| Directions |
Without adding or dropping anything, copy the entries below.

Data in this exercise Block Start

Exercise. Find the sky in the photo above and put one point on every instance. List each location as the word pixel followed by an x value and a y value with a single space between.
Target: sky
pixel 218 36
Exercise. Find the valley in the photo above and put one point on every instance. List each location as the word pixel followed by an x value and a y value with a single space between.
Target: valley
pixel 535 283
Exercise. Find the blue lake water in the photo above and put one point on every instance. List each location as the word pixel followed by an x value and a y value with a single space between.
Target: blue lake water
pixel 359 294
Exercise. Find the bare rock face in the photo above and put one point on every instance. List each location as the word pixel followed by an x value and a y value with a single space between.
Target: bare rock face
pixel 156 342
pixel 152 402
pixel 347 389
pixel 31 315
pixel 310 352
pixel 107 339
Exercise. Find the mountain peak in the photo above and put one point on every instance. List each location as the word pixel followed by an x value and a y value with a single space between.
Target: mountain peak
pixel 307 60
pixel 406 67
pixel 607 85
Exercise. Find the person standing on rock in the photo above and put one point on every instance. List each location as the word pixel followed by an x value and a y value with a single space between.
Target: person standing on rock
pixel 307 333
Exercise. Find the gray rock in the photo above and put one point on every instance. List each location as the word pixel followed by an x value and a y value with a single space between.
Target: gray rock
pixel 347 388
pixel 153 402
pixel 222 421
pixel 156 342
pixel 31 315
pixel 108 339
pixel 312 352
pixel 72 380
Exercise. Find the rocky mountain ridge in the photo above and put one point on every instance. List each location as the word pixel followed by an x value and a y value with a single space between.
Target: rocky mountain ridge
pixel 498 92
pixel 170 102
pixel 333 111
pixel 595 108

Data in this exercise Block End

| Exercise response |
Exercise. Find the sky in the photo above and put one point on every instance. List each location as the word pixel followed by an x value and a y value with a single space between.
Target: sky
pixel 218 36
Exercise. Find the valley in the photo above and put one point on every instance. List each location as the word pixel followed by an x value and a y value with a single space between.
Target: valley
pixel 535 283
Exercise. Find the blue lake water in the photo above and put one point on every instance. List each location as the word pixel followed by an x value and a y value with a single space between.
Target: blue lake water
pixel 359 294
Exercise. Find the bare rock face in the photo above and put one point on every instance. List each location as the word pixel followed by an x value and a y value with a single space between.
Target: bare rock face
pixel 156 342
pixel 152 402
pixel 347 389
pixel 31 315
pixel 310 352
pixel 107 339
Exercise. Find the mountain peak in the photo above and put one point on every instance. List each location as the word pixel followed by an x value and a y value with a single space between.
Target: mountain peak
pixel 307 60
pixel 406 67
pixel 607 85
Exercise. Find the person standing on rock in the photo above and put one point on every instance. List each location as the word pixel followed by an x value and a y value with a single space between.
Target: person standing on rock
pixel 307 333
Exercise. Find the gray rock in the photo above and put one point on every instance. List each location as the word pixel followed by an x value and a y value with a single space between.
Target: gray rock
pixel 347 388
pixel 153 402
pixel 222 421
pixel 156 342
pixel 31 315
pixel 108 339
pixel 312 352
pixel 72 380
Exercise. Find the rocky mountain ridge in the photo above and put one point on every instance. List each location as the word pixel followed by an x value and a y value with a single space between.
Target: rocky mountain ridge
pixel 498 92
pixel 170 102
pixel 333 111
pixel 595 108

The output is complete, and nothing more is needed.